▶ _Requirements_: Return the lines below word for word, all of them, but leave out the pictures.

Data records:
-- begin --

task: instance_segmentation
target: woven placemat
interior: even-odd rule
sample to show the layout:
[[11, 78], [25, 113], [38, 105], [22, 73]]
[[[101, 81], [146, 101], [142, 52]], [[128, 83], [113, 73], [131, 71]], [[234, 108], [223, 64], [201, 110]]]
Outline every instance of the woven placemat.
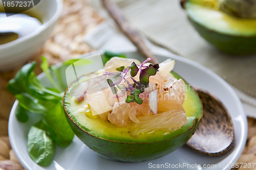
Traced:
[[[41, 71], [39, 66], [42, 55], [48, 59], [51, 64], [54, 64], [94, 51], [83, 42], [83, 37], [102, 21], [102, 19], [86, 1], [63, 0], [63, 12], [52, 36], [31, 59], [36, 61], [38, 63], [36, 73]], [[11, 149], [9, 141], [8, 121], [15, 98], [5, 89], [8, 81], [13, 78], [19, 68], [0, 73], [0, 170], [24, 169]], [[243, 155], [238, 161], [239, 163], [256, 162], [256, 120], [248, 118], [248, 123], [247, 143]]]

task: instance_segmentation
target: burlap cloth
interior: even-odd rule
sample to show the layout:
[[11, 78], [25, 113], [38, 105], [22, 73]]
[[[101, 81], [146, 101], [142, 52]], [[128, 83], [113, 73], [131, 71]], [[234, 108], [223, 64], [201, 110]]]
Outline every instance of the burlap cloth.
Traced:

-- end --

▶ _Result_:
task: instance_segmentation
target: woven placemat
interior: even-odd rule
sample to show the layout:
[[11, 78], [25, 113], [38, 105], [22, 73]]
[[[101, 81], [146, 101], [142, 52]], [[128, 83], [113, 73], [131, 71]], [[234, 108], [223, 64], [201, 110]]]
Outline every instance of the woven placemat.
Traced:
[[[41, 71], [39, 66], [42, 55], [48, 59], [51, 64], [54, 64], [94, 51], [83, 42], [83, 37], [102, 21], [102, 19], [86, 1], [63, 0], [63, 12], [52, 36], [31, 59], [36, 61], [38, 63], [36, 73]], [[11, 149], [9, 141], [8, 121], [15, 98], [5, 89], [8, 81], [13, 78], [19, 68], [0, 73], [0, 170], [24, 169]], [[243, 155], [238, 161], [239, 163], [256, 162], [256, 120], [248, 118], [248, 123], [247, 143]]]

task: instance_segmentation
target: burlap cloth
interior: even-odd rule
sample to show the layout:
[[11, 78], [25, 113], [38, 105], [22, 73]]
[[[101, 81], [146, 101], [142, 52]], [[128, 83], [113, 73], [131, 71]], [[234, 108], [223, 64], [201, 110]]]
Outline every instance of the burlap cloth.
Traced:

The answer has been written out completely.